Objetivo da tarefa> Dê continuidade ao texto sobre os cartazes de desacato nas unidades do SUS, retomando-o do ponto em que ele termina.

Trecho do texto>
§ §
Para saber se uma Unidade Prestadora de Serviços do
SUS, especialmente as Unidades Básicas, tem noção efetiva do principio da
“humanização”, basta examinar as paredes internas (em alguns casos também as
externas) e verificar se nelas estão os famigerados cartazes que advertem os
usuários sobre o “desacato”, cujo texto contempla: “Art. 331 – Desacatar
funcionário público no exercício da função ou em razão dela, pena de detenção
de 6 (seis) meses a 2 (dois) anos, ou multa”.
Se nas paredes forem encontrados os tais cartazes,
certamente o modelo de acolhimento que predomina é ainda do antigo INAMPS, nada
próximo do que preconiza o modelo SUS focado na humanização do atendimento.
Os cartazes representam emblematicamente o “foco”
§ §
Linhas brutas>

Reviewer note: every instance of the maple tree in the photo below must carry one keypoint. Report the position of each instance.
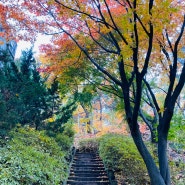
(134, 37)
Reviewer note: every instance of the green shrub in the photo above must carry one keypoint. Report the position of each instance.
(30, 158)
(119, 154)
(87, 145)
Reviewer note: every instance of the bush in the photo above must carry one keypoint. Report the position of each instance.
(88, 145)
(31, 157)
(119, 154)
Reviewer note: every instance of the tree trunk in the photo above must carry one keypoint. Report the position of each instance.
(153, 171)
(162, 152)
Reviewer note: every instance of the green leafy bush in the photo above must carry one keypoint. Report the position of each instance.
(87, 145)
(31, 157)
(119, 154)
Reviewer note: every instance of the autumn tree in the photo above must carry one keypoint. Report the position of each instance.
(136, 37)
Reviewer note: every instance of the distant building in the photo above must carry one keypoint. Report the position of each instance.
(9, 46)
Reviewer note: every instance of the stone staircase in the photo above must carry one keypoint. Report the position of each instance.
(87, 169)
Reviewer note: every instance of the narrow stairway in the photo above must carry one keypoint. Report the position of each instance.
(87, 169)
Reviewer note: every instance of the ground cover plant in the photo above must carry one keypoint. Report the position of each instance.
(31, 157)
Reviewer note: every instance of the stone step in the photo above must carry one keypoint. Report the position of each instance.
(87, 165)
(87, 169)
(76, 178)
(87, 183)
(88, 174)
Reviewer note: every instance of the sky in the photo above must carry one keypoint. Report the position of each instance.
(23, 45)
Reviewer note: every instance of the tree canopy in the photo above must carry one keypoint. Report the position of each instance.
(125, 40)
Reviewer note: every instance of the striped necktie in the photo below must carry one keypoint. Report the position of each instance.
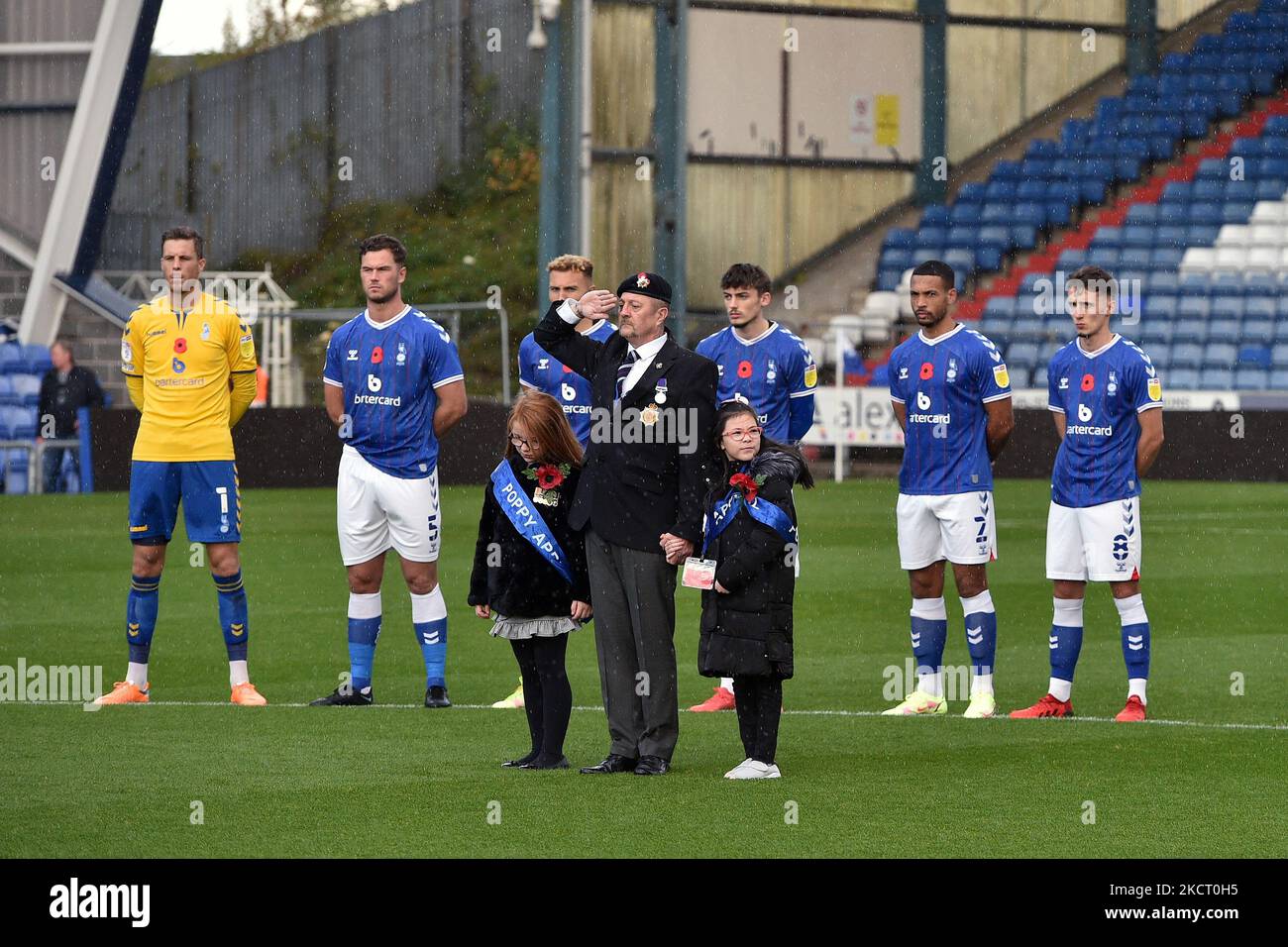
(625, 369)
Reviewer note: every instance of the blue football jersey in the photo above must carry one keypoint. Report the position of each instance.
(1100, 394)
(944, 385)
(389, 372)
(769, 371)
(540, 369)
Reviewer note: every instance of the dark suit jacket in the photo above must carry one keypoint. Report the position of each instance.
(630, 493)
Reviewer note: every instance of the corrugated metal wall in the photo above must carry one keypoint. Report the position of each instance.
(257, 151)
(27, 138)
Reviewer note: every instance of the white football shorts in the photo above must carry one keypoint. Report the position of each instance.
(958, 527)
(1096, 544)
(375, 512)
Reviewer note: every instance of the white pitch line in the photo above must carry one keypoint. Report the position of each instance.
(1201, 724)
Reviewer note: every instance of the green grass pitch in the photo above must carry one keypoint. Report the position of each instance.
(1205, 777)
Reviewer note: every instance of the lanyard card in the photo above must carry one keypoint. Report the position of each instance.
(698, 574)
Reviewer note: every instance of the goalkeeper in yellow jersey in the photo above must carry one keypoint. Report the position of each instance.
(189, 364)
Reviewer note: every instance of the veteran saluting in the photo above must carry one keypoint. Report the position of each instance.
(639, 501)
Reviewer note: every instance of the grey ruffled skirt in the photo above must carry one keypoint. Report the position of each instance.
(522, 629)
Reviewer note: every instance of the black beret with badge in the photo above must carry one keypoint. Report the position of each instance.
(647, 285)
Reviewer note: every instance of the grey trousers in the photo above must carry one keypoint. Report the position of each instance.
(634, 598)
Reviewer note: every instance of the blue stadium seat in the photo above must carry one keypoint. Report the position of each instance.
(995, 236)
(1220, 356)
(1163, 283)
(1253, 357)
(900, 237)
(1142, 214)
(1170, 237)
(1029, 213)
(1250, 379)
(1006, 170)
(996, 213)
(896, 260)
(1206, 213)
(1258, 308)
(1202, 235)
(1108, 237)
(11, 357)
(1227, 308)
(889, 279)
(1070, 260)
(1001, 191)
(1190, 331)
(934, 215)
(1024, 236)
(14, 471)
(1021, 355)
(996, 326)
(1270, 188)
(1185, 355)
(1216, 379)
(1227, 285)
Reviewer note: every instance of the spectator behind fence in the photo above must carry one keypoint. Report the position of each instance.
(64, 389)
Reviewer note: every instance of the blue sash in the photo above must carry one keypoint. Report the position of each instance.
(528, 522)
(764, 513)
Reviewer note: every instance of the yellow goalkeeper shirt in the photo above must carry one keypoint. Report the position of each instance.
(184, 360)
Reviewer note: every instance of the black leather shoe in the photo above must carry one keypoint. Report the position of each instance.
(612, 764)
(652, 766)
(545, 763)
§ §
Resposta>
de organização do sistema: facilitar a vida de quem atende, ao invés de
facilitar a vida de quem vai ser atendido: o usuário!
Ou seja, ao se colocar tais cartazes alguém partiu
do suposto de que 99% dos usuários não tem o perfil de quem adota condutas
agressivas de desacato verbal ou física. No entanto, todas as pessoas de “bem”
que acessam as dependências de uma Unidade de Saúde e se defrontam com tais
avisos, se “sentem” diminuídas, decepcionadas, e terminam por manifestar suas
ansiedades no momento que não são respeitadas como cidadão com direitos e
deveres.
O fato é que esta “visão” deturpada do que vem a
ser “humanização” ainda predomina em muitos dos Municípios desse país.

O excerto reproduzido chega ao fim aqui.